— Start SOURCE —
Several persons claimed that they had started new
industrial units in the State on the assurances extended or
because of the concessions granted to them, inter alia,
under the said order dated 30th June, 1969. They filed writ
petitions before the High Court of Karnataka claiming that
the industrial undertakings started between 30th June, 1969
when the order dated 12th June, 1969 came into effect and
before
949
the order dated 12th January, 1977 was issued could not be
deprived of the concessions given to them by the former
order as the said grant of concessions constituted a
promissory estoppel against the Government on the basis of
which they had acted by starting new industries requiring
investment of considerable funds and the Government was not
entitled to go back or that promise as it had sought to do
by the order dated 12th January, 1977. A learned Single
Judge of the Karnataka High Court, before whom these writ
petitions were filed, upheld the aforesaid contention of the
petitioners urged before him relying mainly on the rulings
of this Court in Union of India v. M/s. Indo Afghan Agencies
Limited,
[1968] 2 S.C.R. 366; Century Spinning and
Manufacturing Company Limited & Anr. v. The Ulhasnagar
Municipal Council & Anr.,
[1970] 3 S.C.R. 854 and the ruling
in M/s. Motilal Padampat Sugar Mills Company Pvt. Ltd. v.
— End SOURCE —
WHAT YOU NEED TO DO:
Summarize the passage above in two sentences.
— Start COLLECTED DATA —
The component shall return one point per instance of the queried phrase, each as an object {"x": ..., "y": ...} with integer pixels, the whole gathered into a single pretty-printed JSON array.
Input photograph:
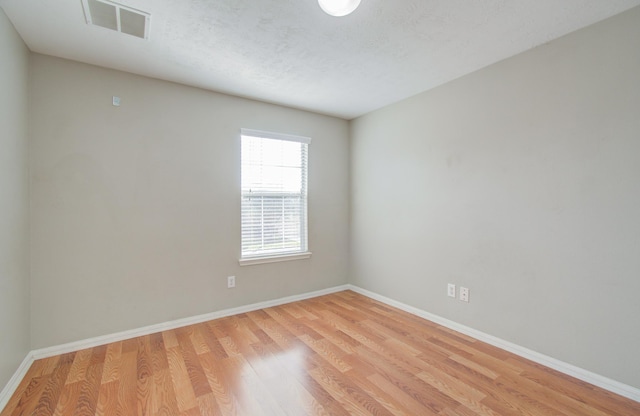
— End COLLECTED DATA —
PROBLEM SOLUTION:
Several people said they had started new industrial units in the State relying on concessions granted under an order dated 30th June, 1969, and they filed writ petitions in the High Court of Karnataka arguing that promissory estoppel barred the Government from withdrawing those concessions through its order dated 12th January, 1977. A Single Judge of that court upheld their contention, relying mainly on rulings of this Court such as Union of India v. M/s. Indo Afghan Agencies Limited and Century Spinning and Manufacturing Company Limited & Anr. v. The Ulhasnagar Municipal Council & Anr.